Outline annotation records:
_ _ _
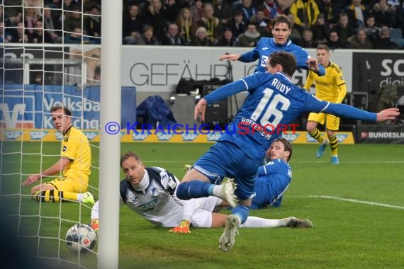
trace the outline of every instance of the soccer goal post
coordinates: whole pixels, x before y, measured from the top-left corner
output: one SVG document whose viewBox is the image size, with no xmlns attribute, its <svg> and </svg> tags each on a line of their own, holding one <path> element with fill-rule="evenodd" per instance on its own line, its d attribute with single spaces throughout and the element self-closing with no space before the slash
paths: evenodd
<svg viewBox="0 0 404 269">
<path fill-rule="evenodd" d="M 120 122 L 122 1 L 103 1 L 100 140 L 99 268 L 118 268 L 120 135 L 108 134 L 108 122 Z"/>
</svg>

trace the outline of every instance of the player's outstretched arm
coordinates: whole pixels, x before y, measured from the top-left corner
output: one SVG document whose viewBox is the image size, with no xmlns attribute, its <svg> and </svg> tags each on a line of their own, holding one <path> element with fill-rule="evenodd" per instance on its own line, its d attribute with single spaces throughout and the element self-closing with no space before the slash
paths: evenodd
<svg viewBox="0 0 404 269">
<path fill-rule="evenodd" d="M 395 117 L 400 115 L 398 108 L 387 108 L 376 114 L 376 122 L 381 122 L 388 120 L 395 120 Z"/>
<path fill-rule="evenodd" d="M 205 111 L 206 110 L 206 100 L 202 98 L 195 105 L 195 111 L 193 118 L 196 120 L 201 119 L 203 122 L 205 121 Z"/>
<path fill-rule="evenodd" d="M 219 60 L 224 61 L 224 60 L 227 59 L 229 61 L 237 61 L 240 58 L 240 55 L 239 54 L 223 55 L 219 57 Z"/>
<path fill-rule="evenodd" d="M 315 72 L 318 72 L 320 70 L 320 65 L 318 64 L 318 61 L 315 58 L 309 58 L 306 64 L 308 67 L 309 70 L 314 71 Z"/>
<path fill-rule="evenodd" d="M 69 160 L 65 158 L 60 158 L 56 164 L 53 164 L 52 166 L 46 169 L 45 171 L 41 172 L 40 174 L 31 175 L 27 178 L 27 179 L 23 182 L 23 186 L 28 186 L 40 179 L 43 176 L 52 176 L 60 173 L 62 171 L 67 164 L 70 162 Z"/>
</svg>

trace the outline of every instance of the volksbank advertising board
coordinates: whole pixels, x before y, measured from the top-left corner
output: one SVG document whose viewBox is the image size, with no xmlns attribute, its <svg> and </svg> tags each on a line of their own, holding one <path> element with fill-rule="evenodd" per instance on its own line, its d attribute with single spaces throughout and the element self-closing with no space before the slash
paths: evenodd
<svg viewBox="0 0 404 269">
<path fill-rule="evenodd" d="M 78 90 L 65 86 L 5 85 L 0 91 L 0 124 L 5 129 L 53 129 L 50 108 L 66 106 L 72 110 L 73 125 L 79 129 L 99 130 L 100 87 Z M 108 103 L 106 104 L 108 105 Z M 122 121 L 136 120 L 134 87 L 122 88 Z"/>
</svg>

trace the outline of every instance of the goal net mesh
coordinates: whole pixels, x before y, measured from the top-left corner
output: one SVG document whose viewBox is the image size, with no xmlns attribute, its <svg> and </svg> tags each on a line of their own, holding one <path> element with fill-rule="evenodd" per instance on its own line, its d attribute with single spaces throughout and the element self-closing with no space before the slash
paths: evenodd
<svg viewBox="0 0 404 269">
<path fill-rule="evenodd" d="M 22 185 L 60 157 L 62 135 L 54 129 L 50 110 L 62 105 L 72 110 L 73 126 L 91 144 L 87 190 L 98 197 L 101 1 L 87 2 L 4 0 L 1 6 L 0 209 L 13 229 L 7 232 L 21 241 L 23 256 L 50 268 L 96 265 L 96 248 L 77 253 L 65 240 L 69 227 L 90 223 L 91 205 L 31 198 L 33 186 L 62 173 Z"/>
</svg>

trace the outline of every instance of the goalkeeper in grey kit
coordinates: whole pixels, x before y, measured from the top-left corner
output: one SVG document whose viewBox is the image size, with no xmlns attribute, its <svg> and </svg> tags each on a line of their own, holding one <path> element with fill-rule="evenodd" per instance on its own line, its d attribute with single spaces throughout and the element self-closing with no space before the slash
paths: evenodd
<svg viewBox="0 0 404 269">
<path fill-rule="evenodd" d="M 222 199 L 209 197 L 189 200 L 179 200 L 176 195 L 178 178 L 159 167 L 146 168 L 140 157 L 128 151 L 120 157 L 125 178 L 120 182 L 120 202 L 157 227 L 172 227 L 170 231 L 189 233 L 196 227 L 221 227 L 228 216 L 213 212 L 223 205 Z M 91 211 L 91 227 L 99 227 L 99 202 Z M 311 227 L 307 219 L 290 217 L 281 219 L 249 217 L 242 227 L 272 228 L 280 227 Z"/>
</svg>

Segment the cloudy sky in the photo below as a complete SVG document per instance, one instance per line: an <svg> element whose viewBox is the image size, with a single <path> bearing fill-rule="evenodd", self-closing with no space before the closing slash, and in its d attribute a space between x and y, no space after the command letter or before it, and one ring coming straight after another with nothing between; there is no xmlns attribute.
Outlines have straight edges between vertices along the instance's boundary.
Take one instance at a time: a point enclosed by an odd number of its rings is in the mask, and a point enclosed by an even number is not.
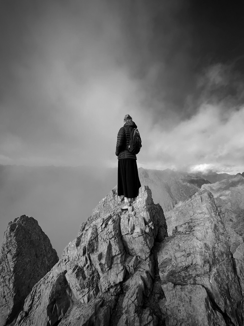
<svg viewBox="0 0 244 326"><path fill-rule="evenodd" d="M129 113L138 166L242 172L238 2L2 0L0 164L115 167Z"/></svg>

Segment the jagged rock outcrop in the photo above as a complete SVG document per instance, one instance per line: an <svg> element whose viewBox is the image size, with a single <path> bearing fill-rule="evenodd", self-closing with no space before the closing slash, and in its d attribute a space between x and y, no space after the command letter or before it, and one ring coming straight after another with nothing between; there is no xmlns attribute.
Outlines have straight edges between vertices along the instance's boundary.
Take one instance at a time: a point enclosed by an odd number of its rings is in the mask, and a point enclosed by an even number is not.
<svg viewBox="0 0 244 326"><path fill-rule="evenodd" d="M8 223L0 254L0 325L13 322L36 282L58 261L37 221L25 215Z"/></svg>
<svg viewBox="0 0 244 326"><path fill-rule="evenodd" d="M202 185L209 182L200 174L169 169L160 170L140 168L138 173L141 184L148 186L154 202L161 205L166 217L168 211L180 201L188 199L199 191Z"/></svg>
<svg viewBox="0 0 244 326"><path fill-rule="evenodd" d="M244 174L244 173L243 173ZM224 225L234 266L244 294L244 175L204 185L213 194Z"/></svg>
<svg viewBox="0 0 244 326"><path fill-rule="evenodd" d="M204 185L213 194L229 238L231 252L243 244L244 237L244 177L237 174L232 179Z"/></svg>
<svg viewBox="0 0 244 326"><path fill-rule="evenodd" d="M127 268L134 272L133 279L143 280L143 286L136 281L133 285L138 293L150 293L154 277L151 250L156 239L163 241L167 236L163 212L154 204L146 186L141 187L128 211L117 208L122 199L115 188L100 201L59 262L35 285L16 326L46 326L62 319L61 325L108 325L118 296L122 295ZM137 258L127 263L131 256ZM123 304L123 320L128 325L132 324L128 321L134 304L131 297L128 294L127 303ZM156 319L149 308L142 308L138 317L141 322Z"/></svg>
<svg viewBox="0 0 244 326"><path fill-rule="evenodd" d="M241 288L212 195L201 190L171 216L172 236L155 249L166 325L242 325Z"/></svg>
<svg viewBox="0 0 244 326"><path fill-rule="evenodd" d="M123 199L115 187L100 201L15 326L241 326L237 268L211 193L172 210L169 237L148 187L128 210L117 208Z"/></svg>

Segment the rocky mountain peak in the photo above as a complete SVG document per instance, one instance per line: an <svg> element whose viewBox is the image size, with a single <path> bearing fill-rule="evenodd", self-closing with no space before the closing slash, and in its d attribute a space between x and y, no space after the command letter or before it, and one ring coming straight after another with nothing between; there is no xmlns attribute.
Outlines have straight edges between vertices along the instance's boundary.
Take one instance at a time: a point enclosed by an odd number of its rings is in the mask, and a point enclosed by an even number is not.
<svg viewBox="0 0 244 326"><path fill-rule="evenodd" d="M175 207L169 237L148 186L128 210L123 199L115 187L100 201L15 326L241 326L243 251L234 258L211 193Z"/></svg>
<svg viewBox="0 0 244 326"><path fill-rule="evenodd" d="M58 261L37 221L22 215L8 223L0 254L0 325L23 309L34 285Z"/></svg>

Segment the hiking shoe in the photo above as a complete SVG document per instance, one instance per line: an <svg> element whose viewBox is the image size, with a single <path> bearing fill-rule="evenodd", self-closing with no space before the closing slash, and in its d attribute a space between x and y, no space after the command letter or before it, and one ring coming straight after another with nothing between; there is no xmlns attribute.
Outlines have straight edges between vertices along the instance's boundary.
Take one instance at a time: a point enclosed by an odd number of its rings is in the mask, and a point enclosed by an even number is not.
<svg viewBox="0 0 244 326"><path fill-rule="evenodd" d="M122 208L122 209L127 209L131 205L130 203L126 203L124 201L122 201L120 203L120 205L118 205L117 207L118 208Z"/></svg>

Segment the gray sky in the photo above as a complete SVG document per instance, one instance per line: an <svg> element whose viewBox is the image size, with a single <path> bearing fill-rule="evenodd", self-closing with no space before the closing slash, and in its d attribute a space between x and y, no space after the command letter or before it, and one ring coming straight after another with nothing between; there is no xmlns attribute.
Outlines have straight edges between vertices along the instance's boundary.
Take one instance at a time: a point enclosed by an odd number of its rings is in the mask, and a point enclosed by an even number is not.
<svg viewBox="0 0 244 326"><path fill-rule="evenodd" d="M184 0L0 3L0 164L244 170L243 8ZM198 3L198 4L197 4Z"/></svg>

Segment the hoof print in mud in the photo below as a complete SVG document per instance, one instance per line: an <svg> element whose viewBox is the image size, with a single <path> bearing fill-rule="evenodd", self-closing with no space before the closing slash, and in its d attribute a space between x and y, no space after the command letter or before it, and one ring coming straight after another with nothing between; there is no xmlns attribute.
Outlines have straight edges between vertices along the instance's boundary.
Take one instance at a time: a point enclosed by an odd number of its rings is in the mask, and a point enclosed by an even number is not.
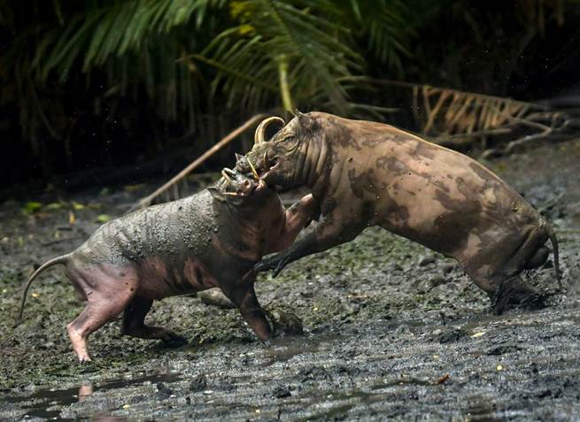
<svg viewBox="0 0 580 422"><path fill-rule="evenodd" d="M275 336L304 335L302 320L291 312L272 311L269 317L274 325Z"/></svg>

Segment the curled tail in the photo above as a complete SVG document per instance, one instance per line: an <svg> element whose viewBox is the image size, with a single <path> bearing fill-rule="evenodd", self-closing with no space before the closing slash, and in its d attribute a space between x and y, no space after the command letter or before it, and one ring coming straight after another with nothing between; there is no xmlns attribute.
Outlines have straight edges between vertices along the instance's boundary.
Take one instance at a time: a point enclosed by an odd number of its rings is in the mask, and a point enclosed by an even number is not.
<svg viewBox="0 0 580 422"><path fill-rule="evenodd" d="M28 282L27 283L27 287L24 288L24 292L22 293L22 301L20 302L20 311L18 314L18 318L16 318L16 325L18 326L22 322L22 313L24 312L24 304L27 302L27 295L28 295L28 288L30 288L30 285L32 284L33 280L40 274L43 272L44 270L47 268L55 265L57 264L66 264L68 262L70 254L66 255L62 255L60 257L57 257L55 258L50 259L50 261L45 262L28 279Z"/></svg>
<svg viewBox="0 0 580 422"><path fill-rule="evenodd" d="M556 239L556 234L553 232L553 228L550 225L545 225L546 233L552 242L552 247L553 248L553 269L556 275L556 280L558 280L558 285L560 289L562 289L562 274L560 272L560 256L558 254L558 239Z"/></svg>

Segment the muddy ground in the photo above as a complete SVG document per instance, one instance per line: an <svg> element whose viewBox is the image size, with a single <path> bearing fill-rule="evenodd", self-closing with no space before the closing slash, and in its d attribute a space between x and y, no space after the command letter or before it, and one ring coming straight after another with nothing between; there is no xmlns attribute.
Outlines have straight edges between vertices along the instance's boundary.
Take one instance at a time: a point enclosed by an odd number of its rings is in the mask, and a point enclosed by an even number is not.
<svg viewBox="0 0 580 422"><path fill-rule="evenodd" d="M494 316L453 261L369 228L260 276L279 321L270 343L235 310L173 297L148 320L188 345L123 337L116 321L91 336L84 365L65 330L82 304L62 269L35 282L13 328L22 283L153 185L4 203L0 420L579 420L580 140L486 164L555 226L565 294ZM553 292L549 266L526 280Z"/></svg>

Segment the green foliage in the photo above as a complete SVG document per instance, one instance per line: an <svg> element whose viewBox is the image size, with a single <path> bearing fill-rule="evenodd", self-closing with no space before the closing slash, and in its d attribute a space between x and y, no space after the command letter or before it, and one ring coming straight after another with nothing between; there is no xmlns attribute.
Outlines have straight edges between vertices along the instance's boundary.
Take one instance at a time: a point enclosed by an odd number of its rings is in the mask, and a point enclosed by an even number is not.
_ _ _
Rewrite the lines from the one with "Segment the jagged" to the one with "185L209 182L200 174L169", replacing "rock outcrop" with "stone ledge" and leaving everything else unchanged.

▶ _Result for this task_:
Segment the jagged stone ledge in the photo above as a complete SVG document per instance, one instance per line: an <svg> element whose viewBox is the image size, with a single <path> bearing fill-rule="evenodd", self-closing with no space before the closing slash, and in its d attribute a space between x and y, no space after the command letter or before it, and one ring coming straight after another with nothing between; there is no xmlns attribute.
Outlines have straight edges between vertices along the instance's boundary.
Take one instance at a time: a point enclosed by an odd number of its rings is in the mask, and a point enclosed by an even number is not.
<svg viewBox="0 0 244 326"><path fill-rule="evenodd" d="M8 223L0 254L0 325L13 322L36 282L58 261L37 221L25 215Z"/></svg>
<svg viewBox="0 0 244 326"><path fill-rule="evenodd" d="M202 185L209 182L200 174L169 169L160 170L140 168L138 173L141 184L148 186L154 202L161 205L166 217L168 211L180 201L188 199L199 191Z"/></svg>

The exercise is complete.